GIVEN REQUEST - Recast every line of the items below as a Markdown table with the columns No. and Entry. Put the row number in No. and the line in Entry, and leave out blank lines.

PROVIDED DATA -
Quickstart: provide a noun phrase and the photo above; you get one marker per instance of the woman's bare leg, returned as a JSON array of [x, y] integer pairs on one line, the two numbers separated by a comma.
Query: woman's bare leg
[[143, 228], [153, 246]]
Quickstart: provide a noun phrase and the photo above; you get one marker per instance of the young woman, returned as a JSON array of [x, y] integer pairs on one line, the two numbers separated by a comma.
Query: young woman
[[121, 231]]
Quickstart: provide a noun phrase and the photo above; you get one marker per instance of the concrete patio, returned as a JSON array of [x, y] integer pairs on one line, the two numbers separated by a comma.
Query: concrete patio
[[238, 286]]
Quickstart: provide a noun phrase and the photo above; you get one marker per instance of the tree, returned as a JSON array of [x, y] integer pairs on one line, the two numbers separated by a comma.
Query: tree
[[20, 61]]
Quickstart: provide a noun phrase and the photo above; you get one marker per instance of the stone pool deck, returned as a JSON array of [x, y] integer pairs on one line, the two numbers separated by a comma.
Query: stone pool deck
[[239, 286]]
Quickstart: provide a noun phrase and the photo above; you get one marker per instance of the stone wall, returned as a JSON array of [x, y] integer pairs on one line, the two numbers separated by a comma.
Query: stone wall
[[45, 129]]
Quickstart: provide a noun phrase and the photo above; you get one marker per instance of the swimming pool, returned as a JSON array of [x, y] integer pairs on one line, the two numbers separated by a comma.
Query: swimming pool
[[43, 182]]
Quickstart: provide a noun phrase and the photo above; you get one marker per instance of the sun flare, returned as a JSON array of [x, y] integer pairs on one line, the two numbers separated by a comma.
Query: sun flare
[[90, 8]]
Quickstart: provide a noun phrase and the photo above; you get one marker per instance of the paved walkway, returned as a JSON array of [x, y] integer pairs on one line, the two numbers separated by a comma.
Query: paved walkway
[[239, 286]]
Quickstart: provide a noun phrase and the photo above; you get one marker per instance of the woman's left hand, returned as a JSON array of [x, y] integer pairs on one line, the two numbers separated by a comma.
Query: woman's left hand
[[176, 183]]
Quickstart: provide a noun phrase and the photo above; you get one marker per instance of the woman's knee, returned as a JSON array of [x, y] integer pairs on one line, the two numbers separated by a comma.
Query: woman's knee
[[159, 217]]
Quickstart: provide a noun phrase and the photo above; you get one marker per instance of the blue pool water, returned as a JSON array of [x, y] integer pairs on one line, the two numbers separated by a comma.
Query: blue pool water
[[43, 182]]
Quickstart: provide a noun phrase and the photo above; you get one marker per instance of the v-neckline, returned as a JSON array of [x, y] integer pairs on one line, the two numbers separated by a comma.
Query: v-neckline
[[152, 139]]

SOLUTION FOR THIS EXERCISE -
| No. | Entry |
|---|---|
| 1 | Quickstart: provide a noun phrase and the photo above; you get one marker per instance of the woman's bare leg, returned as a JSON array of [x, y] integer pairs on one line, the two numbers separated by a comma. |
| 2 | Query: woman's bare leg |
| 3 | [[143, 228], [153, 246]] |
| 4 | Quickstart: provide a noun phrase and the photo above; you get one marker per instance of the young woman, returned as a JSON array of [x, y] integer pairs on one line, the two numbers separated by a comma. |
| 5 | Query: young woman |
| 6 | [[121, 231]] |
| 7 | Quickstart: provide a noun phrase and the photo above; you get one marker per instance of the concrete patio, returned as a JSON array of [x, y] integer pairs on one line, the two numbers separated by a comma. |
| 8 | Query: concrete patio |
| 9 | [[238, 286]] |
| 10 | Quickstart: provide a noun phrase and the photo above; you get one marker per instance of the tree, returned as a JSON array of [x, y] integer pairs on one line, the two numbers separated by a comma. |
| 11 | Query: tree |
| 12 | [[20, 61]] |
| 13 | Quickstart: provide a noun phrase and the photo above; you get one marker per instance of the stone pool deck, returned as a JSON array of [x, y] integer pairs on one line, the two numbers separated by a comma. |
| 14 | Query: stone pool deck |
| 15 | [[239, 286]] |
| 16 | Quickstart: provide a noun phrase and the photo above; you get one marker per instance of the stone wall, returned as a JSON array of [x, y] integer pairs on one line, the two numbers separated by a comma. |
| 17 | Query: stone wall |
| 18 | [[45, 129]] |
| 19 | Quickstart: provide a noun phrase and the photo above; you get one marker per instance of the swimming pool, returned as a JSON array of [x, y] integer pairs on one line, the two numbers separated by a comma. |
| 20 | Query: swimming pool |
| 21 | [[43, 182]] |
| 22 | Quickstart: provide a noun phrase and the photo above; you get one marker per instance of the sun flare, returned as a JSON array of [x, y] integer pairs on one line, the two numbers separated by a comma. |
| 23 | Query: sun flare |
| 24 | [[90, 8]] |
| 25 | Quickstart: provide a noun phrase and the photo above; you get one marker per instance of the paved walkway, returned as a JSON array of [x, y] integer pairs on one line, the two numbers separated by a comma. |
| 26 | Query: paved walkway |
| 27 | [[239, 286]] |
| 28 | Quickstart: provide a noun phrase and the photo above; you get one marker per instance of the woman's left hand, returned as a JSON array of [x, y] integer pairs on one line, the two numbers separated by a comma. |
| 29 | Query: woman's left hand |
| 30 | [[176, 183]] |
| 31 | Quickstart: provide a noun phrase and the photo above; you get one marker per instance of the woman's knee, returned as a JSON array of [x, y] integer pairs on one line, the two numbers separated by a comma. |
| 32 | Query: woman's knee |
| 33 | [[159, 217]] |
| 34 | Quickstart: provide a noun phrase and the photo above; you get one marker per instance of the blue pool water, returned as a JSON array of [x, y] integer pairs on one line, the two numbers separated by a comma. |
| 35 | Query: blue pool water |
| 36 | [[43, 182]] |
| 37 | Quickstart: provide a noun phrase and the photo above; you get one marker per instance of the v-neckline, returned as a JSON array of [x, y] integer pairs on one line, the two numbers separated by a comma. |
| 38 | Query: v-neckline |
| 39 | [[152, 139]] |